## Stated problem
Can you pick out every line in the items below that contains the word "wooden" and copy each of those lines? Case counts.

## Box annotations for photos
===============

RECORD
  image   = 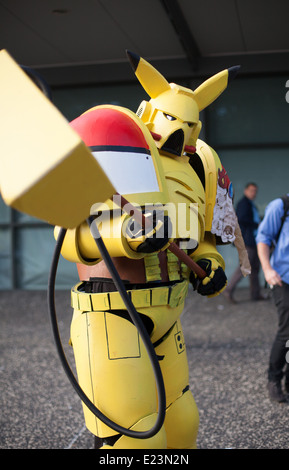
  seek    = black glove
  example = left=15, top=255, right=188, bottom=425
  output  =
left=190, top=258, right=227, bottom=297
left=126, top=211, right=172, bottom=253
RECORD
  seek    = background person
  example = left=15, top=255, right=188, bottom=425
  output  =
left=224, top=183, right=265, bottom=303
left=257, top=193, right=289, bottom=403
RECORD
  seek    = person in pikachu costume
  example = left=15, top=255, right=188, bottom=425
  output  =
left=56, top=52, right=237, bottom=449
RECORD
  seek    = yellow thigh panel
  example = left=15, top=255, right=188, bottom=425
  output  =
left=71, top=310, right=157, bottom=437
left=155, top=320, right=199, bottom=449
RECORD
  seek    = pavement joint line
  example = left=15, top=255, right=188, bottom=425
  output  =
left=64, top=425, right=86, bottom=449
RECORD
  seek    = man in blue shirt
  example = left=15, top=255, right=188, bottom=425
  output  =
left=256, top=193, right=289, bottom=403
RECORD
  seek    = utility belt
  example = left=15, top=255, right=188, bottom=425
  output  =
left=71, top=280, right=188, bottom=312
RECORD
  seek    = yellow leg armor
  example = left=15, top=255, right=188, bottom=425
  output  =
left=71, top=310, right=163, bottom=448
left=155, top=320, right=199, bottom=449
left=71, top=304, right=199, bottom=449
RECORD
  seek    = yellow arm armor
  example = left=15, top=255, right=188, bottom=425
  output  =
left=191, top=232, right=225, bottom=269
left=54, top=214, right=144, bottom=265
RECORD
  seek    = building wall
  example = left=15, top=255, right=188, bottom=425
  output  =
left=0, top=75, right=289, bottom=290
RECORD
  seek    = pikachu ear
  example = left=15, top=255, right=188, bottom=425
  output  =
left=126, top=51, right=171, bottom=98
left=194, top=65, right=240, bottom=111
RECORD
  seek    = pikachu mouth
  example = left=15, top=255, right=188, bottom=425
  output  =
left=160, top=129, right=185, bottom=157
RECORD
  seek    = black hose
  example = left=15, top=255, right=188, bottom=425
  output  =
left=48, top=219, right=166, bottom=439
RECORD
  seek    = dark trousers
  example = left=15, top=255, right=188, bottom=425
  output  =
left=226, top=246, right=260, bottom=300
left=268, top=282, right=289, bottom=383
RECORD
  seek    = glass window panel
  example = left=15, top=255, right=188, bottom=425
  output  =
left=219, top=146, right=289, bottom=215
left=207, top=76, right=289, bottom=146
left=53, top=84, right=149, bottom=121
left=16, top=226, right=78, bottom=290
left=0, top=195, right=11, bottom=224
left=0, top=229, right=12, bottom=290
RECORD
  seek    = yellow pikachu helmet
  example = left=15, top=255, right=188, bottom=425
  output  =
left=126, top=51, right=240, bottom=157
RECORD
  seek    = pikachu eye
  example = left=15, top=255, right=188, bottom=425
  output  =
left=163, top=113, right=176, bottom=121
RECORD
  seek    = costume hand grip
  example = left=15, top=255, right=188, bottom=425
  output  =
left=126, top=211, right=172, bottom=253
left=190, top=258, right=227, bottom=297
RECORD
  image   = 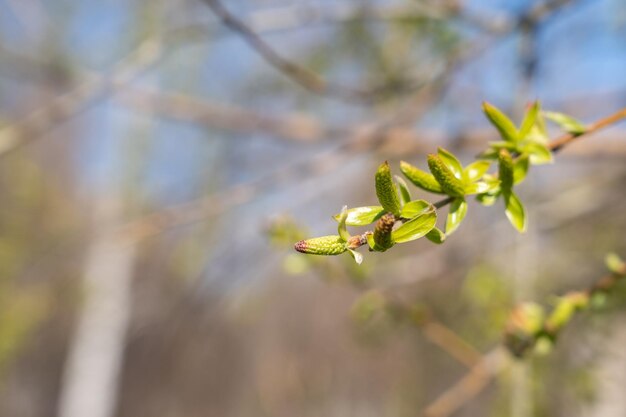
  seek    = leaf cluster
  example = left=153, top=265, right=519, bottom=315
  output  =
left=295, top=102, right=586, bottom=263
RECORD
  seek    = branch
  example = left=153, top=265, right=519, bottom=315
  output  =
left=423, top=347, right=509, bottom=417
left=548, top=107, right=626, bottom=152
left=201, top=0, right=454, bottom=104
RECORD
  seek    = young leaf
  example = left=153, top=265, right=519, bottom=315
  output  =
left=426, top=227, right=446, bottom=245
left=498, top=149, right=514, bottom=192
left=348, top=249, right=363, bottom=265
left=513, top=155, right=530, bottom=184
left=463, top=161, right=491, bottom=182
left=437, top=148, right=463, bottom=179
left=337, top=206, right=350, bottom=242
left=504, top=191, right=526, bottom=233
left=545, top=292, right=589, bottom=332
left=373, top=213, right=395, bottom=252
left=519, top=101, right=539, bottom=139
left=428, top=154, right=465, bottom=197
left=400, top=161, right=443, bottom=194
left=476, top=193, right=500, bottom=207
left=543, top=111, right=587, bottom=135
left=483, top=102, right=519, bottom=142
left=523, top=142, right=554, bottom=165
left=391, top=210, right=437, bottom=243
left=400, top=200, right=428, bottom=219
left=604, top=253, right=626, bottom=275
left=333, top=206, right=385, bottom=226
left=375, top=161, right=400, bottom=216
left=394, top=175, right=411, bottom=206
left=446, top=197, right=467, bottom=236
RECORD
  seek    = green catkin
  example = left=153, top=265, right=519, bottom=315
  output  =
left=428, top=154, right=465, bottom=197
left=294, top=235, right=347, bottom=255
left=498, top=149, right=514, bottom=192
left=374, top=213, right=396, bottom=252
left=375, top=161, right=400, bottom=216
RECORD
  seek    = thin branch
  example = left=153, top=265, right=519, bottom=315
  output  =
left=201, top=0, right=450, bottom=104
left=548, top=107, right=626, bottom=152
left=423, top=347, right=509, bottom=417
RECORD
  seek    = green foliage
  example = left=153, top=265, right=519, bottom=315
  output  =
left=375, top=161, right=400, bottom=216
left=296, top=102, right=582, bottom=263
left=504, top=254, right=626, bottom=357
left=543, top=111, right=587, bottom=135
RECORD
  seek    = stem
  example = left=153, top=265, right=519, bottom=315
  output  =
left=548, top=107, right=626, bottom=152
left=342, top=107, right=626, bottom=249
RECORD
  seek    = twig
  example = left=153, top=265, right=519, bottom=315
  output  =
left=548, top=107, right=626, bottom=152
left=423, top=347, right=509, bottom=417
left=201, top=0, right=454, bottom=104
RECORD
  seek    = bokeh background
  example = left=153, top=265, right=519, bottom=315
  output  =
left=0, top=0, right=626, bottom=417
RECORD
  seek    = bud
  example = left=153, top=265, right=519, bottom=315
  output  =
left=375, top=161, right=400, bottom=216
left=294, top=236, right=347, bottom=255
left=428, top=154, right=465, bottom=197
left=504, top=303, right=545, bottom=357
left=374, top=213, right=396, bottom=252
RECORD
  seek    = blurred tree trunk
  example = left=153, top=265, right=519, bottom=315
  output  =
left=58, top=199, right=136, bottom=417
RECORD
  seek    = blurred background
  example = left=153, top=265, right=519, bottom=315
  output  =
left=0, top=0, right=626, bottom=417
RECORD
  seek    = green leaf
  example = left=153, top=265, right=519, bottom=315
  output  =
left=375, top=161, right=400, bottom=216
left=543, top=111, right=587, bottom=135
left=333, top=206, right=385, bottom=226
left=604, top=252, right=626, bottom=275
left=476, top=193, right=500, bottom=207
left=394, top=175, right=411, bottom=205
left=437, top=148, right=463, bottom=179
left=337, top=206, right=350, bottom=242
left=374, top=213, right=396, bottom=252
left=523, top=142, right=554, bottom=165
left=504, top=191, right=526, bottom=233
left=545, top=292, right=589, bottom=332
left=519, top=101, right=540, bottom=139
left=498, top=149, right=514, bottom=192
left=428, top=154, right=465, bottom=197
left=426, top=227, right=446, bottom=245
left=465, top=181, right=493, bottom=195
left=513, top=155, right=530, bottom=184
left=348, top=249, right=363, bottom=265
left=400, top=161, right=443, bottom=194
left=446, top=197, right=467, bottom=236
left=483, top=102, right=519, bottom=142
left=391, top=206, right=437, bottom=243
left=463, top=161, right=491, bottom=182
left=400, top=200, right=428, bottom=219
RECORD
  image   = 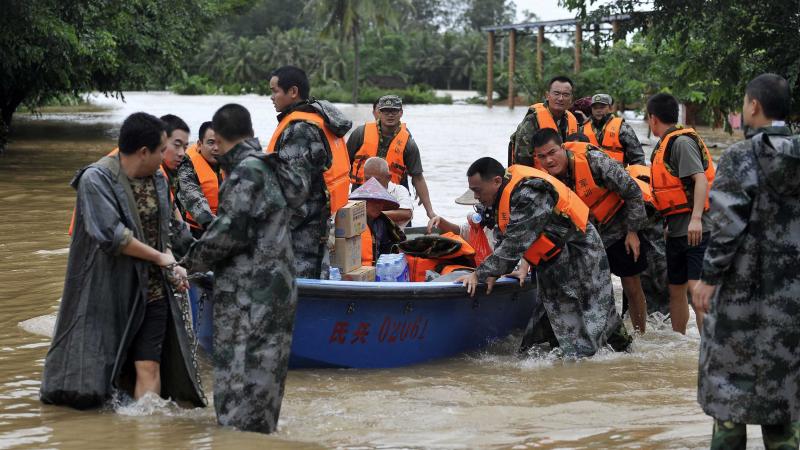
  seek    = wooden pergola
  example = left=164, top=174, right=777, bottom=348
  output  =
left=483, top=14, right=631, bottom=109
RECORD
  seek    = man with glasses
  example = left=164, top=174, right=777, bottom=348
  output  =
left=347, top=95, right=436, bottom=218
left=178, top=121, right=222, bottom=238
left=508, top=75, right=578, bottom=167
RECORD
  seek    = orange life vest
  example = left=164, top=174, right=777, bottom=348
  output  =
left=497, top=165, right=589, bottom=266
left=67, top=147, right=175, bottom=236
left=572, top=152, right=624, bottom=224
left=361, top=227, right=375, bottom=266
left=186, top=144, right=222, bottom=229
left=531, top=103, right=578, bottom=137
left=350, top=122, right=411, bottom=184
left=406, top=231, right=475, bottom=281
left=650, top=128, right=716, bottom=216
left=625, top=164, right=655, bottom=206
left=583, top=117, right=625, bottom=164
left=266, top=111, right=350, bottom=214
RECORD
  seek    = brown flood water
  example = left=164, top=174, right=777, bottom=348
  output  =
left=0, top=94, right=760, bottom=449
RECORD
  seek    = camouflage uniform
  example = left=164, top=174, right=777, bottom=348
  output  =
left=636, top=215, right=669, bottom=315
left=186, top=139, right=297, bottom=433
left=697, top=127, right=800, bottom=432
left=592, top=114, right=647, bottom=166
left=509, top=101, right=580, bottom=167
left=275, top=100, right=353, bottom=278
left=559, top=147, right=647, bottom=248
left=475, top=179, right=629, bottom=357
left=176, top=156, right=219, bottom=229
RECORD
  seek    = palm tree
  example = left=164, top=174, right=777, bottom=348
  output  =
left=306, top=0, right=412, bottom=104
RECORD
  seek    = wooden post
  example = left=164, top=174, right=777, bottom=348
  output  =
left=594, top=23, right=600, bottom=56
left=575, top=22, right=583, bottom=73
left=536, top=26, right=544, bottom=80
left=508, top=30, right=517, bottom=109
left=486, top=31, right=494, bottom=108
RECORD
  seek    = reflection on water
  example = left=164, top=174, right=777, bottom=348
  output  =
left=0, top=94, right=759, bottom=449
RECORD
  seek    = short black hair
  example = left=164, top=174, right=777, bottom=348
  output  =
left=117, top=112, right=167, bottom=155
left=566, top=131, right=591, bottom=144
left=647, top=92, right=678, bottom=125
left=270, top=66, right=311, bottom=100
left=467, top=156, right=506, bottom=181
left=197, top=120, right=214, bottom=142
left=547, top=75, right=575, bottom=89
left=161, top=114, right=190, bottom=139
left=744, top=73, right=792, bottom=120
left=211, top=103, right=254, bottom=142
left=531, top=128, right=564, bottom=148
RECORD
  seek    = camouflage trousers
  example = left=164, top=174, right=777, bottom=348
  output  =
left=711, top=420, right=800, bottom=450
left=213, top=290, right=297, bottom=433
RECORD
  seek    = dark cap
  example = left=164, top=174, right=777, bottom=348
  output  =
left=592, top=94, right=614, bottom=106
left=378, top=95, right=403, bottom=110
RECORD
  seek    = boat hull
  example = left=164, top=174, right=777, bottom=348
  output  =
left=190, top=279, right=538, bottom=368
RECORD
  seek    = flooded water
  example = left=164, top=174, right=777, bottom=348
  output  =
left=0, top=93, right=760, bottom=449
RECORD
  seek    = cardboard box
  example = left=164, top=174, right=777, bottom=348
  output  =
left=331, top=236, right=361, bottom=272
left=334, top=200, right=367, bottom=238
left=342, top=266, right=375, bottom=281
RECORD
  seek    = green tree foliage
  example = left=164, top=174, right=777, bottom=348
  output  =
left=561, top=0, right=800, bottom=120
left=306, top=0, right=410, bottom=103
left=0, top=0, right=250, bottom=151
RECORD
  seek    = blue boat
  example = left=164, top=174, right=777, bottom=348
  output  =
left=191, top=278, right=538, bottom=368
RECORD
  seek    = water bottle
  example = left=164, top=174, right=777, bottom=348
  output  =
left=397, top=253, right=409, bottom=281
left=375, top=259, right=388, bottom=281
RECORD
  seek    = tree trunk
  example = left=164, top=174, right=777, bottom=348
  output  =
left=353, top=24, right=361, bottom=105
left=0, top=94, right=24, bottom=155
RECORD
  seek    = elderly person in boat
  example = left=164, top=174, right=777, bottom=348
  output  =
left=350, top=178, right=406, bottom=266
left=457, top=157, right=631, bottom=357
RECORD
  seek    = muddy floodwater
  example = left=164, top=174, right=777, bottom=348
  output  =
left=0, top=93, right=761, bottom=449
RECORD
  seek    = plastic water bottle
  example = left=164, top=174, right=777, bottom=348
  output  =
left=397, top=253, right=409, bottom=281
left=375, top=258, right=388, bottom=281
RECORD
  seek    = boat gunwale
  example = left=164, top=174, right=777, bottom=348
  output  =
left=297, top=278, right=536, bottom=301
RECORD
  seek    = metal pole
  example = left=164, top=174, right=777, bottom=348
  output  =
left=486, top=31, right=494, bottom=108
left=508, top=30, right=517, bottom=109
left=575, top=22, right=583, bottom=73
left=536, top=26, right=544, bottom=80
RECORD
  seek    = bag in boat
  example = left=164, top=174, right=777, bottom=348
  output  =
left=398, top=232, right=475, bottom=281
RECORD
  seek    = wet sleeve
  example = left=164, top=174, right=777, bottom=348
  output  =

===============

## Written response
  seek    = wooden pergola
  seek    = wooden post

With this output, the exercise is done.